Your assignment
Repeat word for word the part of the PRAM Mini article from "Written by Ben" up to and including "date on tests.".

Text shown
10/10/2024 Ben Libman
Bioengineering M.S. student Sydney Khemtonglang and professor Brian Cunningham have developed the PRAM Mini, a portable, low-cost microscope designed to improve healthcare diagnostics in underfunded and rural clinics. Using photonic crystal and gold nanoparticle technology, the PRAM Mini can detect particles at an incredibly small scale, providing test results in just 30 minutes. Affordable and compact, this device aims to make advanced diagnostics more accessible, with potential applications in detecting diseases like COVID-19 and even certain cancers.
Written by Ben Libman
Going to the doctor can be a stressful experience. For many, the worst part comes after the appointment—waiting for test results. These results can be crucial to a patient’s follow-up care, yet we frequently wait a week or longer to receive them. In addition, important tests can be cost-prohibitive. This is a bigger problem in poorer and more rural areas, where samples must be sent further away to get accurate results and patients may not have the financial means to stay up to date on tests.
This was the issue bioengineering M.S. student Sydney Khemtonglang and her team set out to solve. While working in professor Brian Cunningham’s lab, Sydney’s team created the miniature Photonic Resonator Absorption Microscope (PRAM Mini.) The PRAM Mini is a high-tech microscope that can detect particles far smaller than a normal microscope would allow using a photonic crystal and gold nanoparticles. “Imagine you have a shiny surface like a mirror (a photonic crystal) that reflects all light except for one tiny spot where the single gold particle lands,” explains Sydney. “When we shine a light on this surface, the gold particle absorbs the light while the rest of the surface reflects it. What we see is a dark dot (the gold particle) on a bright background. This allows us to detect things at an incredibly small scale - even single molecules!”
The PRAM Mini’s key feature is accessibility. It achieves this in two ways: size and cost. The whole device is only the size of a textbook, making it easily fit into any clinical setting. The PRAM Mini costs approximately $2,000, a price point that could diminish further at scale. This would make it affordable for underfunded clinics that struggle to bring patients test results under normal circumstances. As Sydney points out, “High costs often limit cutting-edge medical technology to big hospitals or wealthy areas. By making PRAM Mini less expensive, we aim to bring this advanced diagnostic tool to more healthcare providers.”

Extracted records
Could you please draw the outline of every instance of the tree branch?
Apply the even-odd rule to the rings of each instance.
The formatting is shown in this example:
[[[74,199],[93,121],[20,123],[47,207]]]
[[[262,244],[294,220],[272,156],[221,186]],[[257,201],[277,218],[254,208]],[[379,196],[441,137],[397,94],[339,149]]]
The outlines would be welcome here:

Task output
Written by Ben Libman
Going to the doctor can be a stressful experience. For many, the worst part comes after the appointment—waiting for test results. These results can be crucial to a patient’s follow-up care, yet we frequently wait a week or longer to receive them. In addition, important tests can be cost-prohibitive. This is a bigger problem in poorer and more rural areas, where samples must be sent further away to get accurate results and patients may not have the financial means to stay up to date on tests.